--- Problem description ---
Restate every record exactly, with nothing skipped.

--- Input ---
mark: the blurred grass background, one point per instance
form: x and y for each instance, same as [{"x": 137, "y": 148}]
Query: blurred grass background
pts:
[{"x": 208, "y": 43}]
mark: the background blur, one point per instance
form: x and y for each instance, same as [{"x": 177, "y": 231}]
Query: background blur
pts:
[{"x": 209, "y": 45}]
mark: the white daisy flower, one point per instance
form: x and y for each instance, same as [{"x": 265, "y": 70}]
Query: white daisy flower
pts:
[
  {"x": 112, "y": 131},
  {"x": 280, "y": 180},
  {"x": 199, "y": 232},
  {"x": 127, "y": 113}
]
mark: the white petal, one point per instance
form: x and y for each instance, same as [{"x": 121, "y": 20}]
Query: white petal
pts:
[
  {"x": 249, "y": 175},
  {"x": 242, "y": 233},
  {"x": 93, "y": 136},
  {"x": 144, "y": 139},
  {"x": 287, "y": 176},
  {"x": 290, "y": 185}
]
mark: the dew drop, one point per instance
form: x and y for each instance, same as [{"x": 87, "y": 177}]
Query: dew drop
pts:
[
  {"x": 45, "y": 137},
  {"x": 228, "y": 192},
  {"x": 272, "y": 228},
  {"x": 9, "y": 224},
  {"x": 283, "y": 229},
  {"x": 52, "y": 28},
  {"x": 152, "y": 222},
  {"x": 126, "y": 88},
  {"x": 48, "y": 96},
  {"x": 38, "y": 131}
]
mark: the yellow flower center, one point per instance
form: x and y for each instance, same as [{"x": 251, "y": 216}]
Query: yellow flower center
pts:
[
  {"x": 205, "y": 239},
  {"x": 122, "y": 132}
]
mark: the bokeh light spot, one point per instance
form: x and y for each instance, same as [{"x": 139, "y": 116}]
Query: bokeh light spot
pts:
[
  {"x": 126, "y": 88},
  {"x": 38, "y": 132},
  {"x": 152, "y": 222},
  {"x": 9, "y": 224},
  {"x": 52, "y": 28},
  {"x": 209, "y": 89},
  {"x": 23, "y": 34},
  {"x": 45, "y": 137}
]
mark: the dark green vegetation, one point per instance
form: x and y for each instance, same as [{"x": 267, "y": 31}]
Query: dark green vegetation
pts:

--- Task response ---
mark: the blurred grass background, one point per instance
form: x and y for each instance, same as [{"x": 137, "y": 148}]
Query: blurred grass background
pts:
[{"x": 208, "y": 43}]
mark: the background blur, one point per instance
form: x and y for each instance, same as [{"x": 177, "y": 231}]
Query: background blur
pts:
[{"x": 209, "y": 45}]
mark: the white daisy flower, one point per instance
form: x and y for each instance, same as [{"x": 265, "y": 70}]
Query: white daisy flower
pts:
[
  {"x": 112, "y": 131},
  {"x": 280, "y": 180},
  {"x": 199, "y": 232},
  {"x": 127, "y": 113}
]
mark: the white petal, one point per instance
form: x and y for each instance, same as [{"x": 121, "y": 20}]
Query: white petal
pts:
[
  {"x": 249, "y": 175},
  {"x": 242, "y": 233},
  {"x": 93, "y": 136},
  {"x": 144, "y": 139},
  {"x": 287, "y": 176},
  {"x": 290, "y": 185}
]
mark: the dew drop, one point per instance
form: x and y for each instance, same as [{"x": 87, "y": 177}]
Query: dew drop
pts:
[
  {"x": 45, "y": 137},
  {"x": 228, "y": 192},
  {"x": 272, "y": 228},
  {"x": 9, "y": 224},
  {"x": 283, "y": 229},
  {"x": 52, "y": 28},
  {"x": 152, "y": 222},
  {"x": 126, "y": 88},
  {"x": 48, "y": 96},
  {"x": 38, "y": 131}
]
mark: the yellow flower center, one point per instance
form: x and y for each instance, same as [{"x": 251, "y": 216}]
Query: yellow flower center
pts:
[
  {"x": 205, "y": 239},
  {"x": 122, "y": 132}
]
mark: the bokeh light spot, one point per instance
form: x and y for each instance, same as [{"x": 139, "y": 116}]
Query: bokeh light spot
pts:
[
  {"x": 126, "y": 88},
  {"x": 38, "y": 132},
  {"x": 152, "y": 222},
  {"x": 9, "y": 224},
  {"x": 52, "y": 28},
  {"x": 209, "y": 89},
  {"x": 23, "y": 34},
  {"x": 45, "y": 137}
]
mark: the dark green vegetation, one point per instance
form: x and y for each instance, same as [{"x": 267, "y": 31}]
Query: dark green vegetation
pts:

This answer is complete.